TEKS YANG DISEDIAKAN:
────

Indonesia, Demokrasi Bertopeng Feodalisme?

Oleh : Danu Abian Latif
Penulis Buku Opini Nakal untuk Indonesia

Indonesia hari ini mungkin bukanlah negara demokrasi yang sejati. Sepertinya ia kini adalah negara feodal yang dipoles dengan pemilu, dibungkus dalam jargon kedaulatan rakyat, tapi dikendalikan oleh sekelompok elite politik yang memperlakukan kekuasaan seperti warisan keluarga. Di balik pesta demokrasi lima tahunan, tersembunyi dominasi nama-nama besar yang mewarisi jabatan dan membajak sistem politik untuk keuntungan pribadi dan kroni mereka.

Demokrasi yang Terkepung Dinasti
Fenomena ini bukan ilusi. Data dari Komisi Pemilihan Umum (KPU) dan kajian Indonesia Corruption Watch (ICW) menyebutkan bahwa lebih dari 150 kepala daerah di Indonesia berasal dari dinasti politik. Provinsi seperti Banten, Sumatera Utara, hingga Sulawesi Selatan menjadi laboratorium nyata dari kekuasaan yang diwariskan. Tak hanya di tingkat daerah, pola ini juga merayap bebas ke pusat kekuasaan nasional.

────

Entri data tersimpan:

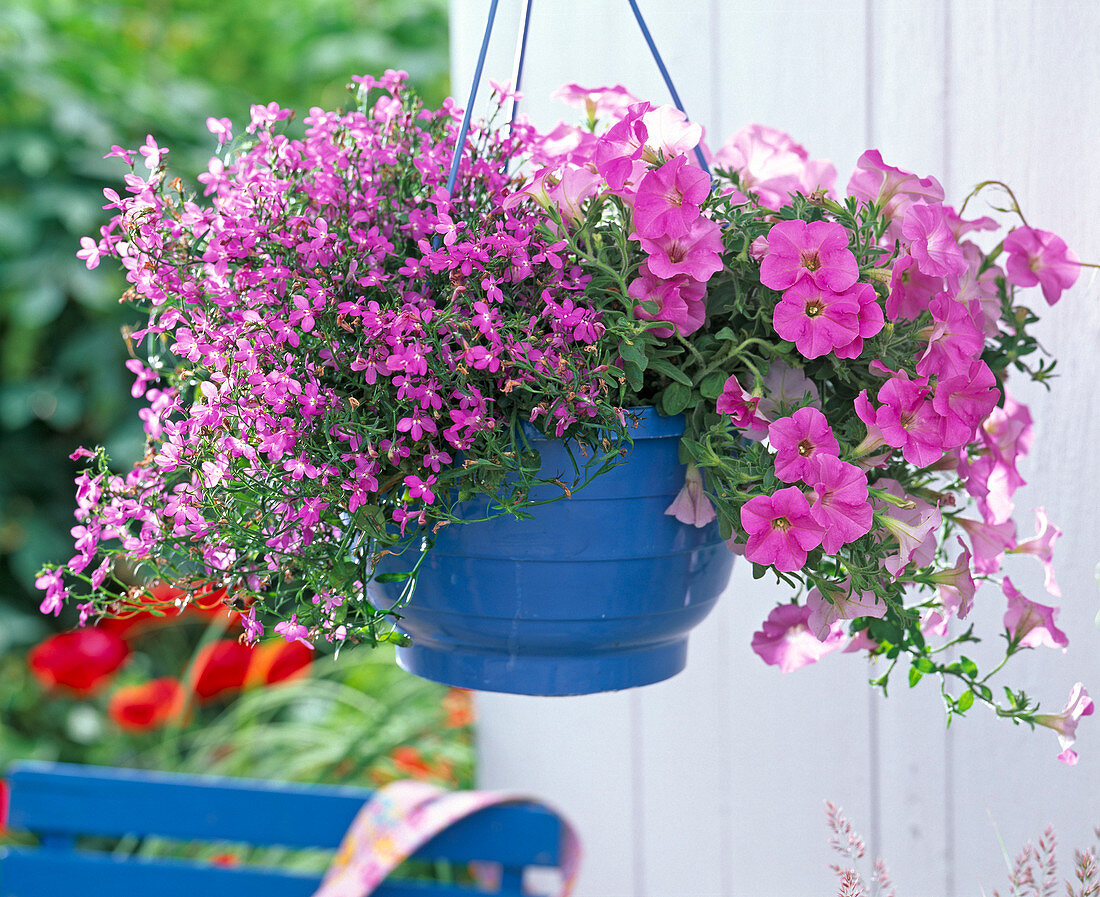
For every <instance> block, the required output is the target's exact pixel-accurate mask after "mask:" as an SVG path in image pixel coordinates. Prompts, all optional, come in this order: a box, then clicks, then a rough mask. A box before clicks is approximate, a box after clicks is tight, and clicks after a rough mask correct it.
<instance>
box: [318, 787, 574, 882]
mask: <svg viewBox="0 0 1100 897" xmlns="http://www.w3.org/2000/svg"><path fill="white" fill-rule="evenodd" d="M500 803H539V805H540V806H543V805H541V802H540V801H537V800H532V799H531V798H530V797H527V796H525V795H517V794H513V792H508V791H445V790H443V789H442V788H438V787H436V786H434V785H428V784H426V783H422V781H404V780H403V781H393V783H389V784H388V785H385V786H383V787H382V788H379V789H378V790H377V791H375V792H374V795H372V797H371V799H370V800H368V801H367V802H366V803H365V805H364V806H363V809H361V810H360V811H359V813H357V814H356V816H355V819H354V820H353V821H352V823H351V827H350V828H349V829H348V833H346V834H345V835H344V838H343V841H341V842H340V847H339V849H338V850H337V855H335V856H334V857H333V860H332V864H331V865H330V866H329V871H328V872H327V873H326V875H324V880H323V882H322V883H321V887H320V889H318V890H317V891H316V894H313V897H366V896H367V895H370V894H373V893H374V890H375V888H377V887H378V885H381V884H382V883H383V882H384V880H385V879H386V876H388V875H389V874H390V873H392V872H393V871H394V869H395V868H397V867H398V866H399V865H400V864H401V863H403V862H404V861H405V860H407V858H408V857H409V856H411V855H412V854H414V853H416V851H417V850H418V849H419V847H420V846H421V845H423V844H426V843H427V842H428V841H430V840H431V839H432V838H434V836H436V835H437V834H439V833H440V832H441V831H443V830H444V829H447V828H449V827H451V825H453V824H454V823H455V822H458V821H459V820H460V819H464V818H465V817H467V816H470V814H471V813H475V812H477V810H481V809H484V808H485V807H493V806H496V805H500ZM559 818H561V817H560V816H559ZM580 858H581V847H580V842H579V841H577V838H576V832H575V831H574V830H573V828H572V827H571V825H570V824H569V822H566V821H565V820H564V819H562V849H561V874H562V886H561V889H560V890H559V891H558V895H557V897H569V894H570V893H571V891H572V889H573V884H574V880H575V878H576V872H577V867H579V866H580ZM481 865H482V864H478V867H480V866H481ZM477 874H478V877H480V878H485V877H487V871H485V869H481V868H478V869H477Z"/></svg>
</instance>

────

URAIAN SOAL:
Tolong lanjutkan teks tentang demokrasi dan dinasti politik di Indonesia di atas, mulai tepat setelah kalimat terakhirnya.

JAWABAN LATIHAN:
Komisi Pemberantasan Korupsi (KPK) menegaskan bahwa dinasti politik adalah pintu masuk korupsi struktural. Ketika jabatan diwariskan tanpa kompetisi terbuka, maka akuntabilitas publik menjadi lemah. Rakyat kehilangan kontrol karena kekuasaan terpusat pada hubungan darah, bukan pada mandat suara.

Demokrasi Ditekuk di Meja
Contoh paling vulgar adalah pencalonan Gibran Rakabuming Raka, putra Presiden Joko Widodo, sebagai calon Wakil Presiden dalam Pilpres 2024. Padahal, usianya belum memenuhi syarat sesuai Undang-Undang. Namun Mahkamah Konstitusi tiba-tiba mengubah tafsir hukum, memberi jalan pintas hukum bagi Gibran. Ironisnya, Ketua MK saat itu adalah Anwar Usman, ipar Presiden Jokowi. Ini bukan hanya konflik kepentingan, tapi pelecehan terhadap konstitusi.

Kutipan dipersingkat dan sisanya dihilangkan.